The energy density—derived from nitrogen's isobaric heat of vaporization and specific heat in gaseous state—that can theoretically be realised from liquid nitrogen at atmospheric pressure and 27 °C ambient temperature is about 213 watt-hours per kilogram (W·h/kg), while typically only 97 W·h/kg can be achieved under realistic circumstances. This compares with 100–250 W·h/kg for a lithium-ion battery and 3,000 W·h/kg for a gasoline combustion engine running at 28% thermal efficiency, 14 times the density of liquid nitrogen used at the Carnot efficiency.

For an isothermal expansion engine to have a range comparable to an internal combustion engine, a 350 L insulated onboard storage vessel is required. A practical volume, but a noticeable increase over the typical 50 L gasoline tank. The addition of more complex power cycles would reduce this requirement and help enable frost free operation. However, no commercially practical instances of liquid nitrogen use for vehicle propulsion exist.

===Frost formation===
Unlike internal combustion engines, using a cryogenic working fluid requires heat exchangers to warm and cool the working fluid. In a humid environment, frost formation will prevent heat flow and thus represents an engineering challenge. To prevent frost build up, multiple working fluids can be used. This adds topping cycles to ensure the heat exchanger does not fall below freezing. Additional heat exchangers, weight, complexity, efficiency loss, and expense, would be required to enable frost free operation.

> **Provided material**
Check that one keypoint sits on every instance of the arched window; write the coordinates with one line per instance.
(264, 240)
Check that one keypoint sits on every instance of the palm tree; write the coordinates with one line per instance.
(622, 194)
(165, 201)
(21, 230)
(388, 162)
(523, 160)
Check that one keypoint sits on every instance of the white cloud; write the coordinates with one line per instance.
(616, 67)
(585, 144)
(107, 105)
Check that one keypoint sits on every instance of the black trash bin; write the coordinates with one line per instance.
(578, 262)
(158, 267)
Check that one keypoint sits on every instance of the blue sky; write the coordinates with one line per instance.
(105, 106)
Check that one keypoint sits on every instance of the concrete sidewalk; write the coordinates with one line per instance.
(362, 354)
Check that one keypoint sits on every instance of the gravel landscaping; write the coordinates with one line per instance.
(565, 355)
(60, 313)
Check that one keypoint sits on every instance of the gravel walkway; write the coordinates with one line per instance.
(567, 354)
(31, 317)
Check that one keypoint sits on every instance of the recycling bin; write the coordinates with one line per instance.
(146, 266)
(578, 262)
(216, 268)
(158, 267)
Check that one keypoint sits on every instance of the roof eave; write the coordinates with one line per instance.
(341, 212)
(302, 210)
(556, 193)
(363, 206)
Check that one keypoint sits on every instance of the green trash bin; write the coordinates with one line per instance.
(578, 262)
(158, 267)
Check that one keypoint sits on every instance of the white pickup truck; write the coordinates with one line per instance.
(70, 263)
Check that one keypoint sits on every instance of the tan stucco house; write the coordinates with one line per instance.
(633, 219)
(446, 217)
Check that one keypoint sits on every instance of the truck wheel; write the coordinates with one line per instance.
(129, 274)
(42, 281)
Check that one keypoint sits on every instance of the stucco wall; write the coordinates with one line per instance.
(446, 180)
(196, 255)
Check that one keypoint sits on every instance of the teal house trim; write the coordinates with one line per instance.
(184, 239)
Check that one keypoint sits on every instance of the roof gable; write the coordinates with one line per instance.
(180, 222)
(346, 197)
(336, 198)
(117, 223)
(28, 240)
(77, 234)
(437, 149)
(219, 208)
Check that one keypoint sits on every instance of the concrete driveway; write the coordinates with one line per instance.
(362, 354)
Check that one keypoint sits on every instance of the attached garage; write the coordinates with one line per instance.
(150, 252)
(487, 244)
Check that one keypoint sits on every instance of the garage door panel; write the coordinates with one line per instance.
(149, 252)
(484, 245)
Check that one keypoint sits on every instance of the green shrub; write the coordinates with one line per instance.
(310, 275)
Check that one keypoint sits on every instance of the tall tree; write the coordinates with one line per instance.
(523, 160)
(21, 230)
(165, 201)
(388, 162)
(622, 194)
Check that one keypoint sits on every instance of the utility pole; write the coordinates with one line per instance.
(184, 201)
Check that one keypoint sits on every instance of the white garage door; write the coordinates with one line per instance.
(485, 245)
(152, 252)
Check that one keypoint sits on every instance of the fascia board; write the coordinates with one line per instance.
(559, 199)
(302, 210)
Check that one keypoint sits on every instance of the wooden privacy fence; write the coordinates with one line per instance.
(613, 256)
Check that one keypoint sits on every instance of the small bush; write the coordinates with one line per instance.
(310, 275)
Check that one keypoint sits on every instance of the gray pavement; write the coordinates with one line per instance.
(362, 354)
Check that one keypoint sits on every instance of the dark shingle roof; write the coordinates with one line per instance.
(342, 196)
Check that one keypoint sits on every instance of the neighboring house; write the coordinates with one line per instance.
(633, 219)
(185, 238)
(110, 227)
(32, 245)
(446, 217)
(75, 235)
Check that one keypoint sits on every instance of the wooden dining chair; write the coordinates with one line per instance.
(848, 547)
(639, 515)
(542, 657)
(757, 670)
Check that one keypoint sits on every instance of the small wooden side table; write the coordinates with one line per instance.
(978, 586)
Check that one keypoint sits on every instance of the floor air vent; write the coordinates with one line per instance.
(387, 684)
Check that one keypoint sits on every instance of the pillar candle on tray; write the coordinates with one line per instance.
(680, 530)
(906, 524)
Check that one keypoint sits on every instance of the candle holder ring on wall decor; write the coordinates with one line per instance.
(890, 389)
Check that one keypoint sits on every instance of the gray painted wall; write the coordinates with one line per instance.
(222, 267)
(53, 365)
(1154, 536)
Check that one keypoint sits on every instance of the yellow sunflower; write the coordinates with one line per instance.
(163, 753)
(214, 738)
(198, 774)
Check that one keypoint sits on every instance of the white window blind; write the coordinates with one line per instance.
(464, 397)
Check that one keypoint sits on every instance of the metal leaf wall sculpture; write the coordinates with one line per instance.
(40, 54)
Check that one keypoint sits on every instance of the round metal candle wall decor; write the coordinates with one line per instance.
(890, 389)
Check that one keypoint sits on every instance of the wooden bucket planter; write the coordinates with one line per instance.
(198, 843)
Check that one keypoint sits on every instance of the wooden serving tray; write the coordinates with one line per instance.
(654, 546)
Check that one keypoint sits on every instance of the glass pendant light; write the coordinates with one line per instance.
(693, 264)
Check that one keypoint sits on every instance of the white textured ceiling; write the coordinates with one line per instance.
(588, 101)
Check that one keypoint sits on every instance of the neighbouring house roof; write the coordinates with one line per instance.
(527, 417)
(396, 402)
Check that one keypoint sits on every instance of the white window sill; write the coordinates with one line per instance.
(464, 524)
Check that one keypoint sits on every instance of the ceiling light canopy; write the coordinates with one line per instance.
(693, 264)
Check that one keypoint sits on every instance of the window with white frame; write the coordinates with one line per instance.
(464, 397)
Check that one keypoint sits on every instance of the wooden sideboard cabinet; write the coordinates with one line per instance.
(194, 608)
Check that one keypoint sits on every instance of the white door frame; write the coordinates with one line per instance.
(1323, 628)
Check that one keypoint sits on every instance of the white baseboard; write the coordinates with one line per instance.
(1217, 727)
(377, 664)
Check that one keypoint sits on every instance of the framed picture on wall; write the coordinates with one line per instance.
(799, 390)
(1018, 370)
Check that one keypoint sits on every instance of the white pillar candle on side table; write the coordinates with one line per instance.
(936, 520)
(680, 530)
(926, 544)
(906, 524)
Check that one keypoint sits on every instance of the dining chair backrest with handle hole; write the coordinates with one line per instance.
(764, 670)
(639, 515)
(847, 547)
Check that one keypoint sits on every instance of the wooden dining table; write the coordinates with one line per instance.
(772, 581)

> **Stated task 1**
In the passage on liquid nitrogen as a vehicle fuel, what volume of insulated onboard storage vessel does an isothermal expansion engine need to achieve a range comparable to an internal combustion engine?
> **Stated task 2**
Write a continuation of the passage on liquid nitrogen vehicle propulsion, picking up from its final sentence.

> **Task output 1**
350 L

> **Task output 2**
===Safety===
However efficient the insulation on the nitrogen fuel tank, there will inevitably be losses by evaporation to the atmosphere. If a vehicle is stored in a poorly ventilated space, there is some risk that leaking nitrogen could reduce the oxygen concentration in the air and cause asphyxiation. Since nitrogen is a colorless and odourless gas that already makes up 78 per cent of air, such a change would be difficult to detect.

Cryogenic liquids are hazardous if spilled. Liquid nitrogen can cause frostbite and can make some materials extremely brittle.

As liquid nitrogen is colder than 90.2K, oxygen from the atmosphere can condense. Liquid oxygen can spontaneously and violently react with organic chemicals, including petroleum products like asphalt.

Since the liquid to gas expansion ratio of this substance is 1:694, a tremendous amount of force can be generated if liquid nitrogen is rapidly vaporized. In an incident in 2006 at Texas A&M University, the pressure-relief devices of a tank of liquid nitrogen were sealed with brass plugs. As a result, the tank failed catastrophically, and exploded.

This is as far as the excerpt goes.